_TAREA_:
Escribe la continuación del texto sobre la reelección de los representantes, empezando después de su última oración.

En las elecciones los actos del representante son juzgados y su proceder
evaluado, no necesariamente en términos de legalidad o ilegalidad, calidad
humana, o valor para la función legislativa, sino en términos puramente
discrecionales con los estándares democráticos que sólo la voluntad de la
ciudadanía puede aportar. Esto hace que
de la reelección un momento democrático en que la ciudadanía puede no sólo
autorizar a un representante a defender sus intereses sino que también puede
hacerlo responsable de sus acciones pasadas. Estoy no sólo tiene un impacto en
el comportamiento de los representantes sino que también empodera a la ciudadanía
y enriquece el sentido del acto de votar.
En este sentido, limitar la posibilidad de reelección es eliminar una
posibilidad de los ciudadanos de hacer responsables a sus representantes. El
discurso de decepción y descontento con la política, debe ser canalizado hacia
el empoderamiento de la ciudadanía y no en dirección contraria. Limitar la
reelección es conceder el punto a quiénes creen que la política institucionalmente
mediada tiende necesariamente a la corrupción y por tanto hay que limitarla a
una mínima expresión. En ese sacó caben tanto quienes abrigando las banderas de
una supuesta democracia participativa abogan por el fin de los partidos políticos
y la asunción de los movimientos ciudadanos, como también quienes
tradicionalmente temen a la acción trasformadora de la política y el Estado. La defensa de la política democrática requiere
el esfuerzo de construir y reforzar, allí donde estén rotos o se hayan
deteriorado, los canales de comunicación entre la sociedad civil y el sistema
político. Para ello, resulta urgente hacer de nuestras elecciones algo más rico,
democráticamente hablando, de lo que actualmente son.

_CONTENIDO DE REGISTROS_:
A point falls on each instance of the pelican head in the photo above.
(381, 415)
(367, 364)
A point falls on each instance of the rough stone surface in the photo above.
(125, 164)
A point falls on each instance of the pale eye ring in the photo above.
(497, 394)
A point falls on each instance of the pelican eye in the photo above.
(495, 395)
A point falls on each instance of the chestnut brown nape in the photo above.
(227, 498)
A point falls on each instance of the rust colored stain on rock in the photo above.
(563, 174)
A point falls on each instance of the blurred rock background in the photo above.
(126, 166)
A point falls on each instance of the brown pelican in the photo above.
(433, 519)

==

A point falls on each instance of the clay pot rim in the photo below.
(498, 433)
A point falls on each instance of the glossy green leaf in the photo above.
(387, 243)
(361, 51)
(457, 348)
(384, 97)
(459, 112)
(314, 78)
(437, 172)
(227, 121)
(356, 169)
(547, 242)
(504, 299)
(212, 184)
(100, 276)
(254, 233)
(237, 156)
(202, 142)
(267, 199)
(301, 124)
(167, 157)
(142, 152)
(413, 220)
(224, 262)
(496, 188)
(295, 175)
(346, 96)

_RESPUESTA_:
Las reformas institucionales para lograr que las elecciones sean más
competitivas, igualitarias y posibiliten, por ejemplo, una mayor participación
de jóvenes y mujeres no deben pasar por limitar la reelección, sino que deben
apuntar a otros elementos del sistema político que no tengan un impacto
negativo en los mecanismos de control de la ciudadanía y permitan al mismo tiempo
perseguir los intereses de renovación y oxigenación de la política. De entre este
tipo de reformas que se requieren, los más importantes son, primero, la
modificación del sistema electoral binominal, abriendo la posibilidad de
integrar el Congreso a grupos que representan intereses tradicionalmente
excluidos y entregando a la ciudadanía el poder de decidir quién ganó y quién
perdió la elección. Segundo, la consolidación de la democracia interna de los
partidos en particular en la selección de los candidatos a cargos de
representación popular. Tercero, una reforma al sistema de financiamiento
electoral, eliminando cualquier fuente de financiamiento privada e incrementando
los mecanismos de control del gasto electoral no autorizado. Cuarto, el avance
en una ley de cuotas electorales que garantice una equilibrada participación de
grupos desaventajados, en particular, mujeres. Estos son algunas de las reformas que podrían
tener un positive impacto en renovar la política sin tener un impacto negativo
en nuestra práctica democrática.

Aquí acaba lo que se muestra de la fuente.